# Requirements
Pick out each line in the records below that contains the string "white". Copy every such line in full.

Begin Supplied material

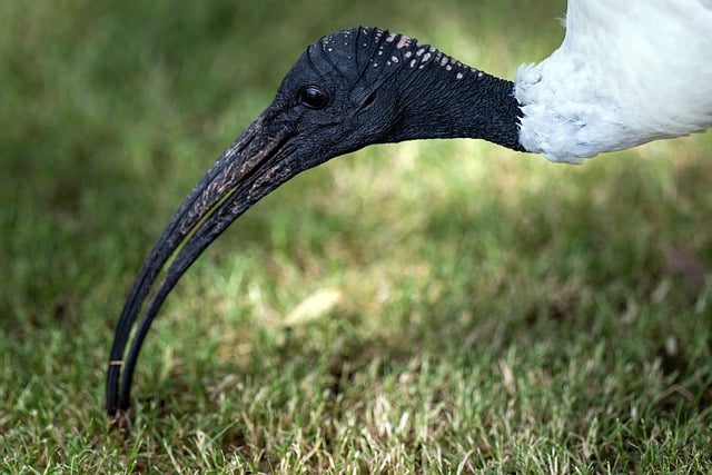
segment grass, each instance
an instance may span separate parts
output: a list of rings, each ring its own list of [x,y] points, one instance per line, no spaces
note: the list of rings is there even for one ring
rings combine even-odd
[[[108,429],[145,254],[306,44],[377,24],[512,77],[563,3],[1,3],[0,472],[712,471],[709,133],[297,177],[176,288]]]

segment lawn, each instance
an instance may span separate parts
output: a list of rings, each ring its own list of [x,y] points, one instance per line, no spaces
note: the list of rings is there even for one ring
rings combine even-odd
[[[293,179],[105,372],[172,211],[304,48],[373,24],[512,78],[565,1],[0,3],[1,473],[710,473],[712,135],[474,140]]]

End Supplied material
Begin Supplied material

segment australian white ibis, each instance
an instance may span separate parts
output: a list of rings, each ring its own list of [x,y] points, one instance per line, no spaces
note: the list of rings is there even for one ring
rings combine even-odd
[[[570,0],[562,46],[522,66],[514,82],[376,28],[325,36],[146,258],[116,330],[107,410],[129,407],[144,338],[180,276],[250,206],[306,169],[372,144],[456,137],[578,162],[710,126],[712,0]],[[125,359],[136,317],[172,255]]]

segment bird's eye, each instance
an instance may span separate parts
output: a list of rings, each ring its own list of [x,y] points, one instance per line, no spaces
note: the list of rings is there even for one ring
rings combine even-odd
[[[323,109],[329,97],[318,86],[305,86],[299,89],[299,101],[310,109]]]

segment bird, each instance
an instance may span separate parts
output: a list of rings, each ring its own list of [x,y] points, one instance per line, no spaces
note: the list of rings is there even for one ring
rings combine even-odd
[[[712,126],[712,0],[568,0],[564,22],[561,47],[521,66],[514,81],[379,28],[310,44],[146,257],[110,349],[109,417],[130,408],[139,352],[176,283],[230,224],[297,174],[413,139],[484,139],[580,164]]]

End Supplied material
Begin Supplied material

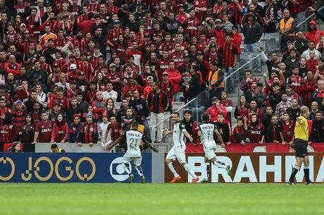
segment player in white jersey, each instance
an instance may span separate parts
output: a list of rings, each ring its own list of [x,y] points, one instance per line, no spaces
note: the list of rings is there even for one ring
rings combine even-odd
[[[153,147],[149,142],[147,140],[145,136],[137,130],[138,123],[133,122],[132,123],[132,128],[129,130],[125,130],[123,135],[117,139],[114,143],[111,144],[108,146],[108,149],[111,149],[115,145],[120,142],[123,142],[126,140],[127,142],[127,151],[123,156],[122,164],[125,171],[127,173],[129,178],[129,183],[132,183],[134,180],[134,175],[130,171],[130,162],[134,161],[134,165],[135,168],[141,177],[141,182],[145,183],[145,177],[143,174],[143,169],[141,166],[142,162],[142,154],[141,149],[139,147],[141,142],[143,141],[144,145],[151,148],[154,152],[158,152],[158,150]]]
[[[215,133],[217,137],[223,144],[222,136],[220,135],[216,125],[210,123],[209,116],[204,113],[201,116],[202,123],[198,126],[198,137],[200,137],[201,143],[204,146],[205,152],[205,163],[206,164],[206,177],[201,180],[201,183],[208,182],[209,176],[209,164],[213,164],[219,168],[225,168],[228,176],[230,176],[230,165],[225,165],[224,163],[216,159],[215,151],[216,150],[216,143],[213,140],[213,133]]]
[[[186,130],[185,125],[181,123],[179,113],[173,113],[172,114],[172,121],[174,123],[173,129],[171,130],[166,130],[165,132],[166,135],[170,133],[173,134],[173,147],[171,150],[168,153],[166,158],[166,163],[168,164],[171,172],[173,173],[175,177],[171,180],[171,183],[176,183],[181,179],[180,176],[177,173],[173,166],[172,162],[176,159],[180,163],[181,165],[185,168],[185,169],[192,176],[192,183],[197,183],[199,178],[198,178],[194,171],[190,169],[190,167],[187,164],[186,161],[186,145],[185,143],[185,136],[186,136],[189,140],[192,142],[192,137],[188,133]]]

End Supplied material

# Solution
segment australian white ibis, each instance
segment player in white jersey, each instance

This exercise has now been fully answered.